(Records from a data collection)
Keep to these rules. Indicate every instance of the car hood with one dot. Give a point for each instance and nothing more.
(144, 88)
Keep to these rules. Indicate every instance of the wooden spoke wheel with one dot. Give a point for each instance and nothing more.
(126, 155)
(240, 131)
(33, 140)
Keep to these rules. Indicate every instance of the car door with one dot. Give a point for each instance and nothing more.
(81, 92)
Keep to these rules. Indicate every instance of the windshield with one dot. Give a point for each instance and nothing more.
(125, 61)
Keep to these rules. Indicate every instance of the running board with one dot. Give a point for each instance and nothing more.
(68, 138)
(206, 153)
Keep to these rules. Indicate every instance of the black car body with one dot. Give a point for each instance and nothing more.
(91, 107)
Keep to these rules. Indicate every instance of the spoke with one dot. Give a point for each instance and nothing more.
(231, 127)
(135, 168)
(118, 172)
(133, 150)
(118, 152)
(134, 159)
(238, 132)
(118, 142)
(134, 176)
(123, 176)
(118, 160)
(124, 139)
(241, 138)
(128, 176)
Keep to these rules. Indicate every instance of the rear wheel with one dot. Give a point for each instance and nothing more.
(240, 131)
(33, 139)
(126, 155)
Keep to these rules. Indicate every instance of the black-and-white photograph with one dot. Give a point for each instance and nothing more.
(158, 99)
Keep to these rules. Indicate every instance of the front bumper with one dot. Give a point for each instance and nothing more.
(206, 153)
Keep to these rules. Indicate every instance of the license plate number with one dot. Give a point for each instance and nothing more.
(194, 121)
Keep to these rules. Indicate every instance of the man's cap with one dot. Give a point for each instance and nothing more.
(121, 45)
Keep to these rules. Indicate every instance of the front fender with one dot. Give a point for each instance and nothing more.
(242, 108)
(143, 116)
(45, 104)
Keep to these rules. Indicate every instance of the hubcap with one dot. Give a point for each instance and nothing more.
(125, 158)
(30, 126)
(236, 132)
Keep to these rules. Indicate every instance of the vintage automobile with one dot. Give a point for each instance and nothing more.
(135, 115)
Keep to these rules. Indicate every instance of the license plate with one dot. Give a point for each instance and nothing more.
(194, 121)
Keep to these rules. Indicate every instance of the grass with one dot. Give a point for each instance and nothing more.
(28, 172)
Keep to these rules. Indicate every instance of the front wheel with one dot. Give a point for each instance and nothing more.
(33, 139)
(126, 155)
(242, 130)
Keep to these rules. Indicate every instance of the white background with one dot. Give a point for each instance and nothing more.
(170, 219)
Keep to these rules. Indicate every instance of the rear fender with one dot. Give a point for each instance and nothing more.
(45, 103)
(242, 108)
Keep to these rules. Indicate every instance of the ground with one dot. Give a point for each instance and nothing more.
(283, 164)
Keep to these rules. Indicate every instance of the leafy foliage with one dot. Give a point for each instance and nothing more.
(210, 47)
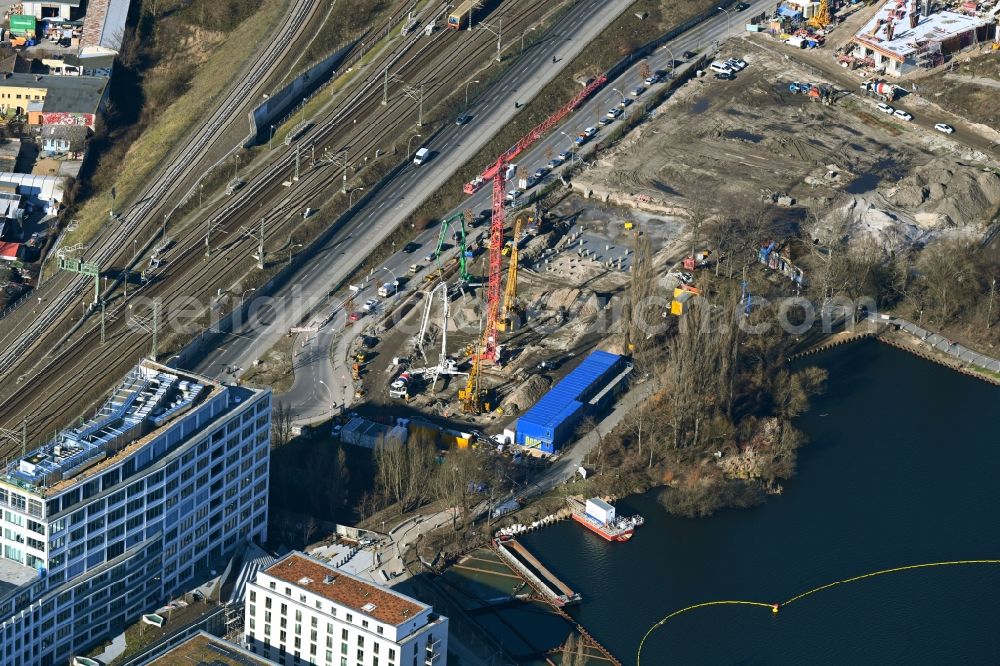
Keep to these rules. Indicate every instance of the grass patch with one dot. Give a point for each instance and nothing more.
(171, 106)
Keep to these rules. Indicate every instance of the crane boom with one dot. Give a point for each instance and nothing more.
(497, 173)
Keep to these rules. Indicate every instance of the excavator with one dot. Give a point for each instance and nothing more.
(463, 273)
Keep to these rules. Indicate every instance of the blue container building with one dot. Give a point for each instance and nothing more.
(550, 424)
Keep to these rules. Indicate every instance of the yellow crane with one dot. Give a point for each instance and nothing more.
(510, 291)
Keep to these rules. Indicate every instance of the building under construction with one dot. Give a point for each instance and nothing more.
(905, 35)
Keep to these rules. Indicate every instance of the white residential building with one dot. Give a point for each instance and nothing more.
(301, 610)
(110, 518)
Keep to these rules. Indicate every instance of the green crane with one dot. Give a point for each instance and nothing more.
(463, 273)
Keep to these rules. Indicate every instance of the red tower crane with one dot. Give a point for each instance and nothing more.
(496, 173)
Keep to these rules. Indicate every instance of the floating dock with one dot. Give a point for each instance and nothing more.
(536, 574)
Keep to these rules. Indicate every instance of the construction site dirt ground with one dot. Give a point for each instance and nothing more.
(730, 144)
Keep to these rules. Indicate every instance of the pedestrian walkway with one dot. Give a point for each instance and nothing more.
(254, 559)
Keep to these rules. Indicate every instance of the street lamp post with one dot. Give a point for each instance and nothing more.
(408, 144)
(350, 198)
(728, 17)
(467, 93)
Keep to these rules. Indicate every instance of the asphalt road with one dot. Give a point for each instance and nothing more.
(320, 388)
(385, 211)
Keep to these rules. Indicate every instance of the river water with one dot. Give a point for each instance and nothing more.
(901, 467)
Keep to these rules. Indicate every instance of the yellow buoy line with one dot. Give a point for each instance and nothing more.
(775, 607)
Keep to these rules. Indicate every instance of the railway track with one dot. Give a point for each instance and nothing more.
(190, 274)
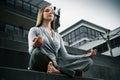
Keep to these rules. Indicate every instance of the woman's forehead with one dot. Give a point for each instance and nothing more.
(48, 7)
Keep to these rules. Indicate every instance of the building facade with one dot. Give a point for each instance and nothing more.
(86, 35)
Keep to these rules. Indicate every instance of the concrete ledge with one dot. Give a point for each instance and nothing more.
(21, 74)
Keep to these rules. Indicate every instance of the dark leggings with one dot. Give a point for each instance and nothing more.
(38, 61)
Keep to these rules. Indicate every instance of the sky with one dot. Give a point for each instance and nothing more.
(105, 13)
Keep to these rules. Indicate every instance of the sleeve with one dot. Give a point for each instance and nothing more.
(65, 54)
(31, 35)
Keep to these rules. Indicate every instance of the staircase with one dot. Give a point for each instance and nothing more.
(14, 59)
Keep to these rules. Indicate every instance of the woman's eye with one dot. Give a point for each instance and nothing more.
(48, 11)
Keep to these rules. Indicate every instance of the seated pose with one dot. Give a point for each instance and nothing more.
(47, 50)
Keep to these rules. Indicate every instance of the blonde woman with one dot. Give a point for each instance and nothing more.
(47, 50)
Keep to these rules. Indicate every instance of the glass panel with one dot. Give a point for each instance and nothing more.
(34, 10)
(16, 31)
(2, 27)
(25, 33)
(9, 28)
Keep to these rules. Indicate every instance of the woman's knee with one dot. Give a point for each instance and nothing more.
(90, 61)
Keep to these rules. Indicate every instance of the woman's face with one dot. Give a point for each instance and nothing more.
(48, 14)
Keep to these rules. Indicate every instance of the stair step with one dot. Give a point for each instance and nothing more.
(22, 74)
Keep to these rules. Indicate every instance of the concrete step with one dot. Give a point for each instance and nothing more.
(14, 59)
(22, 74)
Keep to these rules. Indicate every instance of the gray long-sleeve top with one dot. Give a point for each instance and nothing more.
(52, 47)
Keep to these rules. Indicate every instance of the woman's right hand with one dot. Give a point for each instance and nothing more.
(38, 41)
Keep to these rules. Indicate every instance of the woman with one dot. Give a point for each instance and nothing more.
(48, 53)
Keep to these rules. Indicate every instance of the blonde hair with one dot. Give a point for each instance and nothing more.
(40, 18)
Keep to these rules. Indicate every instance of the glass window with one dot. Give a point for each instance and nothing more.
(26, 7)
(10, 2)
(77, 32)
(25, 33)
(9, 29)
(16, 32)
(2, 26)
(34, 10)
(19, 4)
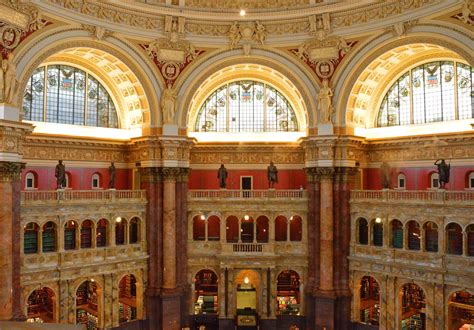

GIVEN INSTRUCTION: In the records above, select every line that contains the string "yellow" and copy those lines. Case counts.

WRITTEN REPLY:
Keep to these rules. Indicate every instance of the yellow crane with one dot. Give a point for each instance and nothing more.
Keep to these rules. Indicate every instance of the yellow buoy line with one dot. Give a point for each instance and nothing more.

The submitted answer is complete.